### [What to work on]
This task calls for copying every line of the records that includes the word "green".

### [Segmentation mask data]
[Start of section]

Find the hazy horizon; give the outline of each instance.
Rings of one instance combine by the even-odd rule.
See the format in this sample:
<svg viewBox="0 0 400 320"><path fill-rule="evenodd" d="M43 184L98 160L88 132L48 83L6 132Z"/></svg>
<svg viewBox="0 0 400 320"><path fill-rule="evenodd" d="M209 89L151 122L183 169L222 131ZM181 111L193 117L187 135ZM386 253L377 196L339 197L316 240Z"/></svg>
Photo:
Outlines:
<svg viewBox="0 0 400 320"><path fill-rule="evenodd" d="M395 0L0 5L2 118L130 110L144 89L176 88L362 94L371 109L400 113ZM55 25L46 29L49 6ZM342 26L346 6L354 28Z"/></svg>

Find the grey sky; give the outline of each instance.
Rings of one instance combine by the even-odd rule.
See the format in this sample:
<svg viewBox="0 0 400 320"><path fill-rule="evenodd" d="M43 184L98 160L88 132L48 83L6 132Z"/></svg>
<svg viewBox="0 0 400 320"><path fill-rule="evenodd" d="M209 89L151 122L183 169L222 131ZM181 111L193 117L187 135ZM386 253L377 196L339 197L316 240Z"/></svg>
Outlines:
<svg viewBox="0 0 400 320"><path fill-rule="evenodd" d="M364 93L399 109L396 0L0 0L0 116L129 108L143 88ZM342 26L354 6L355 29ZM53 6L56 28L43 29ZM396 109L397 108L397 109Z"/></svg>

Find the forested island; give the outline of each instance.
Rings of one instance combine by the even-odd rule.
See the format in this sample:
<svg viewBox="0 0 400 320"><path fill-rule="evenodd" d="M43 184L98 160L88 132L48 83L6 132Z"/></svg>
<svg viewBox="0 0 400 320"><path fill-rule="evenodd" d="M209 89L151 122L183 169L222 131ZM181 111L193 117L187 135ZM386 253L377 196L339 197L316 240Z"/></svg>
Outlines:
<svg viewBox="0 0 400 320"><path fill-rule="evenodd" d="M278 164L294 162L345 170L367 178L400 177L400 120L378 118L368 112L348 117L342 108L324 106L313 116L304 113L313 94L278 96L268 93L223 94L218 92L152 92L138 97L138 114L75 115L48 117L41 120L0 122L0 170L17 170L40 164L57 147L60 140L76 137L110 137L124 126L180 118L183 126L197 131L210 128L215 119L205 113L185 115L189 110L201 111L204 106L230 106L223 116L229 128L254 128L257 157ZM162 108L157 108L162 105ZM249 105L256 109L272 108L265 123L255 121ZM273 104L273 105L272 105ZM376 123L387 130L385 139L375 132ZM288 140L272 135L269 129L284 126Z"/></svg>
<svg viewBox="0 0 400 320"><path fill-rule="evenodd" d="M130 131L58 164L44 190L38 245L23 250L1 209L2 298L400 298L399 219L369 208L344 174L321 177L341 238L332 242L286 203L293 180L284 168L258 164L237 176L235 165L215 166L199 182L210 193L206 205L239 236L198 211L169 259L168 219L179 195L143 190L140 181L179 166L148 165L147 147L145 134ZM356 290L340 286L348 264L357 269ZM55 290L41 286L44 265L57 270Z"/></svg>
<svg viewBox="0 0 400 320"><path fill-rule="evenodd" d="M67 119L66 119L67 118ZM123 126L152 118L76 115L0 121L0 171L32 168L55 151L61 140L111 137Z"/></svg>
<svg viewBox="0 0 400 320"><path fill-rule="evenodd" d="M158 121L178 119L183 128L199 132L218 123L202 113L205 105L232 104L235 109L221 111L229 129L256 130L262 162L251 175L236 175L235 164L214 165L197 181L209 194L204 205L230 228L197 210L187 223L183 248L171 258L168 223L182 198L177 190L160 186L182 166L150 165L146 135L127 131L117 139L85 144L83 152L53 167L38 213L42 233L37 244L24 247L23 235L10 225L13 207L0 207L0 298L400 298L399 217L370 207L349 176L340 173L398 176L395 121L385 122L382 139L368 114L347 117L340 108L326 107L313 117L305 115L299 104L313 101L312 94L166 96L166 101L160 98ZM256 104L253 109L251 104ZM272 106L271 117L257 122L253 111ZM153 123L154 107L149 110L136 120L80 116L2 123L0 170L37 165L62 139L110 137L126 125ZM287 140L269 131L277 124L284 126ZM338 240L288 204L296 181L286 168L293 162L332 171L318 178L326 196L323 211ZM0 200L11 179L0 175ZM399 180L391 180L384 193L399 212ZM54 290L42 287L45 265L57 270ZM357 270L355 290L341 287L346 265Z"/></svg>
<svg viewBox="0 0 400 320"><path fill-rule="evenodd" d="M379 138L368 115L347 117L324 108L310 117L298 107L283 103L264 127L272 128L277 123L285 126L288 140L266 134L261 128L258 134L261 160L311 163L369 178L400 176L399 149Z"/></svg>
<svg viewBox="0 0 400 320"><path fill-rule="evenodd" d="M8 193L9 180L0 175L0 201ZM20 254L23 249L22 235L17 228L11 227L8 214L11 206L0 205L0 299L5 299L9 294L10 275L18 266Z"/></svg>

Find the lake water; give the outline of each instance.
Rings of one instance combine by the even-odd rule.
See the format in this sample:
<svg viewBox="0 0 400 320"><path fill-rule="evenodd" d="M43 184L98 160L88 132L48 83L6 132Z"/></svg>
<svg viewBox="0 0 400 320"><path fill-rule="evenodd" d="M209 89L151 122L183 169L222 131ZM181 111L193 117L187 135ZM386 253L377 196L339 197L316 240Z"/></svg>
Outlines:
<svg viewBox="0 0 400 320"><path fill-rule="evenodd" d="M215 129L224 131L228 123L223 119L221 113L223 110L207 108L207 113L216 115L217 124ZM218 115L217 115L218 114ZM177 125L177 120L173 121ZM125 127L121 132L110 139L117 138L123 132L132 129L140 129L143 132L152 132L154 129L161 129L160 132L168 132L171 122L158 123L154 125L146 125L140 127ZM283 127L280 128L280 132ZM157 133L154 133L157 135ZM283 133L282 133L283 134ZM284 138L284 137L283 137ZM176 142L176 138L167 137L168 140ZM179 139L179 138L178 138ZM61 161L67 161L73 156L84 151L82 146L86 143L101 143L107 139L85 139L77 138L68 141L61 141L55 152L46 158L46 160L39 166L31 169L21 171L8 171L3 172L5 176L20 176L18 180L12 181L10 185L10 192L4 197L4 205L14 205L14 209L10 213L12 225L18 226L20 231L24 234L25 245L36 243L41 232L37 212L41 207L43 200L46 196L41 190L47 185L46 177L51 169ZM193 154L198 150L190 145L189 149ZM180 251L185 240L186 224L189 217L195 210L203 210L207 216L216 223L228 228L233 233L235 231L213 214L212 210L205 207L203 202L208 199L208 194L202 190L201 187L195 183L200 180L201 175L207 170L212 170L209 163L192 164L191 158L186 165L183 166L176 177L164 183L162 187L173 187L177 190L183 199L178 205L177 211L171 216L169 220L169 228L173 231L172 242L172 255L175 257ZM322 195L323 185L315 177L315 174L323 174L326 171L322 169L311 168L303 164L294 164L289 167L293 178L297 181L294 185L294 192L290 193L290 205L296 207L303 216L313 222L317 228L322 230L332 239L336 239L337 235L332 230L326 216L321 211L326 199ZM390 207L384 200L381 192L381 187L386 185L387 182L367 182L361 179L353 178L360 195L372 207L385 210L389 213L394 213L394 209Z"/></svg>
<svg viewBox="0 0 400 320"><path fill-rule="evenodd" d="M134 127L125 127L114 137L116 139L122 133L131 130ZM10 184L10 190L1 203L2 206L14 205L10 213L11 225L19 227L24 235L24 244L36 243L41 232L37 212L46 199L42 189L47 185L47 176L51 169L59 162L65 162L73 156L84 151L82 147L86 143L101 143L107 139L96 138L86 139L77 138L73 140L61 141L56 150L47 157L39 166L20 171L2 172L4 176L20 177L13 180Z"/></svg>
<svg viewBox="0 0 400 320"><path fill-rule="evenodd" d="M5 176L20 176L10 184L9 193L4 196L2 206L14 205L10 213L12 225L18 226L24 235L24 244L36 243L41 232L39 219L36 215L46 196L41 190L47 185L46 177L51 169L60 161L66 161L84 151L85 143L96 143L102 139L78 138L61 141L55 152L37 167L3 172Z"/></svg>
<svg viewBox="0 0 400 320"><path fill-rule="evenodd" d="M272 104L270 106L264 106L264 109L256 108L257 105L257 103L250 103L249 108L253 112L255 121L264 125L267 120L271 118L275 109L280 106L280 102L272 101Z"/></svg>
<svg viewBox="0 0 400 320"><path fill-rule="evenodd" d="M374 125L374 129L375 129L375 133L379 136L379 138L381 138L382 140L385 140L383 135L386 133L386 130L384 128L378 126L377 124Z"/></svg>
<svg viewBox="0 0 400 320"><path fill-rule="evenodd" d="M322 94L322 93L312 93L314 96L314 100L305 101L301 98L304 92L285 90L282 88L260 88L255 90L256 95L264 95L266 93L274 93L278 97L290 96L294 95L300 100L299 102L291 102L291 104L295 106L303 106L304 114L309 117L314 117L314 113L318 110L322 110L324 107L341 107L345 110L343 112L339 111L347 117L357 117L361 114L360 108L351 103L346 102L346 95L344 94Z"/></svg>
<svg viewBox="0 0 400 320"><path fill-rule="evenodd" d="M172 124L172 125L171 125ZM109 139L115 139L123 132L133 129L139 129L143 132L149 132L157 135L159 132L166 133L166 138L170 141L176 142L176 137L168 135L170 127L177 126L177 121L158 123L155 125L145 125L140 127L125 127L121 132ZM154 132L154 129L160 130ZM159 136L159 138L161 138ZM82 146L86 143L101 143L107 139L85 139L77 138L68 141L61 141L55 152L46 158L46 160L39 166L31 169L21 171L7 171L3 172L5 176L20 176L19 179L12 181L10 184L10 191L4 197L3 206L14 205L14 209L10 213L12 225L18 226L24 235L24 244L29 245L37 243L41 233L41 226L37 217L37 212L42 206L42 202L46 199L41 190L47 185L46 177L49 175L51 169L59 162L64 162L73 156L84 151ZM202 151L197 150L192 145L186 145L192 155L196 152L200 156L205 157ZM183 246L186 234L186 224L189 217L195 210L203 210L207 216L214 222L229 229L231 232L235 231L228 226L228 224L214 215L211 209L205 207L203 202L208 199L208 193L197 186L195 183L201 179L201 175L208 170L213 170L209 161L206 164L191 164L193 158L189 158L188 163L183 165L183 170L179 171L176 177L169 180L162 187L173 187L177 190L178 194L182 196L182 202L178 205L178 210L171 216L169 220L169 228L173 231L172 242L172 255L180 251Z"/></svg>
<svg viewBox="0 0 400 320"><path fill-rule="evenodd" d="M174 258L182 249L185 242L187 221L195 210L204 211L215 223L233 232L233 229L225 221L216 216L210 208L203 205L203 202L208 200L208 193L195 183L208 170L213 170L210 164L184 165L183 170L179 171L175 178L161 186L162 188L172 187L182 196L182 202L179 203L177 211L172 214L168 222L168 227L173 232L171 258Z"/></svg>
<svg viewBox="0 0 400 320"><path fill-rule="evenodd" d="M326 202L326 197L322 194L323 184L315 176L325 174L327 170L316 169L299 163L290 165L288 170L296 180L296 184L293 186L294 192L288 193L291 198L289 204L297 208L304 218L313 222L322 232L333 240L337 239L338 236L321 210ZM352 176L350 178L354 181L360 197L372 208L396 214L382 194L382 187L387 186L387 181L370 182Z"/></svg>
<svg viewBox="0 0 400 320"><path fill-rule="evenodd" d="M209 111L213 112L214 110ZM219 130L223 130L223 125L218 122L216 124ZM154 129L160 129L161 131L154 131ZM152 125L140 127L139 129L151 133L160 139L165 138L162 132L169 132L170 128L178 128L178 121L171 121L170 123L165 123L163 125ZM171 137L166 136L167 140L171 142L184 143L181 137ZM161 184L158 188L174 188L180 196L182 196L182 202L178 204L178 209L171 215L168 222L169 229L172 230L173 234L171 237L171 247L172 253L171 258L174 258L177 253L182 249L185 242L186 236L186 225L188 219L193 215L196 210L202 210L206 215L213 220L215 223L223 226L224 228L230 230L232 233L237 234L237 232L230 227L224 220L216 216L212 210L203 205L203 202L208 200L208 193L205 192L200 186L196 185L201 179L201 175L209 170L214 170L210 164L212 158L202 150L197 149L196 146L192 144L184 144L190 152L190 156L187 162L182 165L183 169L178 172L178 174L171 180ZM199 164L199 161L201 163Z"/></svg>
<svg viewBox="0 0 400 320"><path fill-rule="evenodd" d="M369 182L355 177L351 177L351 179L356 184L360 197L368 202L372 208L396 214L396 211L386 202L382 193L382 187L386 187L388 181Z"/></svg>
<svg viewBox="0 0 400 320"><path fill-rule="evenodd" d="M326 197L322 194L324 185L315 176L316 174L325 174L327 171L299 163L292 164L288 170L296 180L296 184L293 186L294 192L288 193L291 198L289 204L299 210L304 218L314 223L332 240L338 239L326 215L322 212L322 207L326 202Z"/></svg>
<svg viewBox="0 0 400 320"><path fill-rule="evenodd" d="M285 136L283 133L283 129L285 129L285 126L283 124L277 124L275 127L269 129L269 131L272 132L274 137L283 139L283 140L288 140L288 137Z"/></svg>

[End of section]
[Start of section]

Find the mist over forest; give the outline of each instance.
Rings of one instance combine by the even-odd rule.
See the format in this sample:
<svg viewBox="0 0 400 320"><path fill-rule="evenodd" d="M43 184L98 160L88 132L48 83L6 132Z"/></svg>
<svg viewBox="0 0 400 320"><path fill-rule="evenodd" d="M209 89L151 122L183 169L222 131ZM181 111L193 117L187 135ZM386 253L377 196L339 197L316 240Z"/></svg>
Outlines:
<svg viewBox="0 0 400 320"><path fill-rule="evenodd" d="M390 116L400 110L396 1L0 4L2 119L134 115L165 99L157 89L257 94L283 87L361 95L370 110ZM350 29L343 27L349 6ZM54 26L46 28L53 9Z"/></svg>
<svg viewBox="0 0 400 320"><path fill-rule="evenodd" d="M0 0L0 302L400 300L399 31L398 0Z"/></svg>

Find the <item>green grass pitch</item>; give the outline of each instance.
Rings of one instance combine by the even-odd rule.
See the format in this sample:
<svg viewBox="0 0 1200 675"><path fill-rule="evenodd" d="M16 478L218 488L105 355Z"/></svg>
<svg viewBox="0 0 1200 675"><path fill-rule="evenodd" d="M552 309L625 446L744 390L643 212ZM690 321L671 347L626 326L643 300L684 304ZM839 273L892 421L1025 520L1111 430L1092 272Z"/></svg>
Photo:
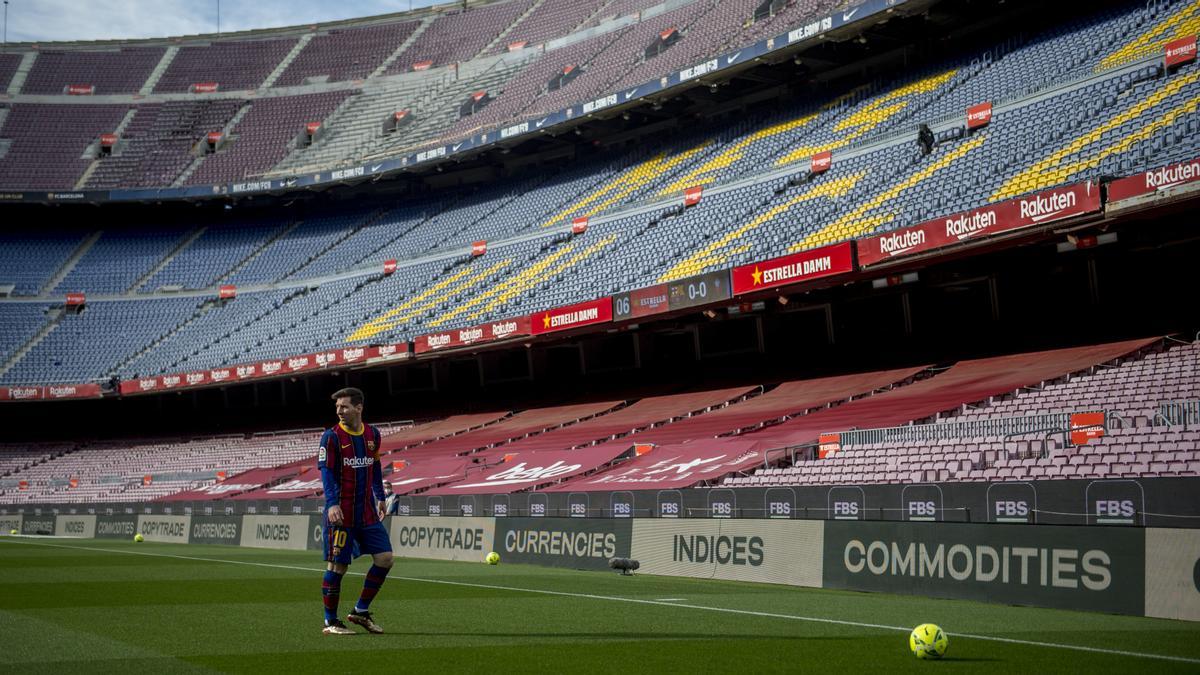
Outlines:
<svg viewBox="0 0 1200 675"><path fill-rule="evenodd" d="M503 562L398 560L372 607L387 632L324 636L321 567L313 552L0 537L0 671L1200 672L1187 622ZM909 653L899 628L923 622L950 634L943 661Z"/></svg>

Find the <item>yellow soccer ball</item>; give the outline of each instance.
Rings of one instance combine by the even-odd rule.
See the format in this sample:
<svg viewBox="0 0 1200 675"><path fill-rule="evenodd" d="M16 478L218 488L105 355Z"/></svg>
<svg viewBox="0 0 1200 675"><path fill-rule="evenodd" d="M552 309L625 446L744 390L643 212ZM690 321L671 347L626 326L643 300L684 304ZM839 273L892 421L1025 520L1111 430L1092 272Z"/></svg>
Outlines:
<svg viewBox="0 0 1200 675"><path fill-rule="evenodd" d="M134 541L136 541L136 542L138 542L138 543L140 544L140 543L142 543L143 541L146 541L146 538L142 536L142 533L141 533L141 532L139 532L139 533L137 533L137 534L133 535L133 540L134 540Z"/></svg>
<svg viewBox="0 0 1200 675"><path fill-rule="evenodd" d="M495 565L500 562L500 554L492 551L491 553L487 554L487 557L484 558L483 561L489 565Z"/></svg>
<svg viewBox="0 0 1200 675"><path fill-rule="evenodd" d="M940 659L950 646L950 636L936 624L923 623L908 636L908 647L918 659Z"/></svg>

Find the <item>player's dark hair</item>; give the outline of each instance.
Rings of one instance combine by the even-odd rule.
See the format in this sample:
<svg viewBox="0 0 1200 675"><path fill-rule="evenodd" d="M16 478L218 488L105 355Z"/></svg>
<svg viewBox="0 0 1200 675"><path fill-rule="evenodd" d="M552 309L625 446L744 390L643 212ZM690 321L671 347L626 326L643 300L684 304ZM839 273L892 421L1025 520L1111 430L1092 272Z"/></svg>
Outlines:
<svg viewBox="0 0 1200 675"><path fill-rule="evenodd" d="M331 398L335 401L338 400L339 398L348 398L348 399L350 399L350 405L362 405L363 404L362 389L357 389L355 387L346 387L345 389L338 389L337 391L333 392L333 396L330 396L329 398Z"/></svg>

[End of section]
[Start of section]

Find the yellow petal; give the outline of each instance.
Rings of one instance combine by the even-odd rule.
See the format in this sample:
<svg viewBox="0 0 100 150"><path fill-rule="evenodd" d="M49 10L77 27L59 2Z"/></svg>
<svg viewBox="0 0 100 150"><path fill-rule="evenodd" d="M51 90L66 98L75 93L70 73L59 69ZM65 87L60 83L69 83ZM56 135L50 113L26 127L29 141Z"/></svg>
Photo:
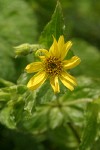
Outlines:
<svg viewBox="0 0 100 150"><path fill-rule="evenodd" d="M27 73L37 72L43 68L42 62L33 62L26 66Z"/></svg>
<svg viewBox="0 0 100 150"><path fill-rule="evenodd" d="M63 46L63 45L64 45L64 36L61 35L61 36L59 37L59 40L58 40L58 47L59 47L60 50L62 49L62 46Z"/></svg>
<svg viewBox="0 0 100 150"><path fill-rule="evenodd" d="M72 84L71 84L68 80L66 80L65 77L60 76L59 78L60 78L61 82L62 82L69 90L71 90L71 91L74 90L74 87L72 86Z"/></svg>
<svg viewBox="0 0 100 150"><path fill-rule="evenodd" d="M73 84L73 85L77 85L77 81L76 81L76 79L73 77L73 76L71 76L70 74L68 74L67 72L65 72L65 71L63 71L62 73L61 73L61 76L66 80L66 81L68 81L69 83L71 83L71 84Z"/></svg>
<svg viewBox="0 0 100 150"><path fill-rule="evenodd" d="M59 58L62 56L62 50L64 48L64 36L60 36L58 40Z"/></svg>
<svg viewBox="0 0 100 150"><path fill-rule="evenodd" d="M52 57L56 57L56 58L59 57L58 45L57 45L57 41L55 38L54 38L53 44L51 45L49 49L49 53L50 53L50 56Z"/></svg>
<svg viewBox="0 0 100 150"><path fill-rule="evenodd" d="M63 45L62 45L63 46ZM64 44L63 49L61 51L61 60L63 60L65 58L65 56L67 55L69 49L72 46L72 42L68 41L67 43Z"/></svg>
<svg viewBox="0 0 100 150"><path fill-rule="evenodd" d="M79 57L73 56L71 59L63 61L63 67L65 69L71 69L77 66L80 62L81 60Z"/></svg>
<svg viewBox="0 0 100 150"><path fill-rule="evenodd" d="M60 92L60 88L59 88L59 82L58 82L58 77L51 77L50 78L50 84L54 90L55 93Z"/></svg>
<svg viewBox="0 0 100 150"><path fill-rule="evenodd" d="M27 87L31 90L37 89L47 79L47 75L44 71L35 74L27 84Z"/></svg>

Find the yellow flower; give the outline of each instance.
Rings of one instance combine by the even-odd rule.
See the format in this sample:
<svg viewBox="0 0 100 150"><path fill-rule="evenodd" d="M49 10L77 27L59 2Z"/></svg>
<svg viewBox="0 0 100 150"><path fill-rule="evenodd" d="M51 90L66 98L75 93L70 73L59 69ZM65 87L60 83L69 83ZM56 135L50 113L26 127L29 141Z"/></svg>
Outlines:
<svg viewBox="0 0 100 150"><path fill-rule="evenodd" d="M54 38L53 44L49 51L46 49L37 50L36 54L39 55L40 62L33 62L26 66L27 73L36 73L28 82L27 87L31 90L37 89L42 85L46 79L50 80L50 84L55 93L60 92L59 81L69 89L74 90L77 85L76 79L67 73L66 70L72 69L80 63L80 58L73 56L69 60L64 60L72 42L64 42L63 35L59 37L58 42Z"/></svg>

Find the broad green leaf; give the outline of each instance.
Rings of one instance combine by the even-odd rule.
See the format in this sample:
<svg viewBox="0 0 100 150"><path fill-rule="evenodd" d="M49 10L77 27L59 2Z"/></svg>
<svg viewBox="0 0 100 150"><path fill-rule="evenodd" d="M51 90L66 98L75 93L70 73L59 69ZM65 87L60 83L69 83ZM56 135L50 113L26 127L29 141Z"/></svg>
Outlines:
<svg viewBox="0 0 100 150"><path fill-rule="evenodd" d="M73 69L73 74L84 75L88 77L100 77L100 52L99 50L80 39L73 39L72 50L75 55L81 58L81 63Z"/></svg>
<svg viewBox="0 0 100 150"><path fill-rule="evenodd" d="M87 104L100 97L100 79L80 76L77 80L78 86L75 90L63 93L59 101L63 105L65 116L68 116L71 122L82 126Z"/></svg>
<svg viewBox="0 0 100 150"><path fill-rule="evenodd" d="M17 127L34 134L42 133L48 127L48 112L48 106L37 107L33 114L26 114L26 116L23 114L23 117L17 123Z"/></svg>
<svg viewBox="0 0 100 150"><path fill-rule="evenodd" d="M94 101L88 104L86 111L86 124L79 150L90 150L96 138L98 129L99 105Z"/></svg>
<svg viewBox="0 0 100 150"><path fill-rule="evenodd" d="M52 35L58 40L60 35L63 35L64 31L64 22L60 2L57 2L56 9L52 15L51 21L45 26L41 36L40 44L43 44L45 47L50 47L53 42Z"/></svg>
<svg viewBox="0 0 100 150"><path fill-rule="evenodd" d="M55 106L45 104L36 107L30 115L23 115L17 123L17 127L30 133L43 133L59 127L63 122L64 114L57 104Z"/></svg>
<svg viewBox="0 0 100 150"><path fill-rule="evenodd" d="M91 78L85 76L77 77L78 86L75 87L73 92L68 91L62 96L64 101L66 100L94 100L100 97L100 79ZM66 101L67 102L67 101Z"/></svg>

[End of section]

### [Task result]
Find the <item>green grass pitch</item>; give the outline of each instance.
Find the broad green leaf; give the outline of each instance.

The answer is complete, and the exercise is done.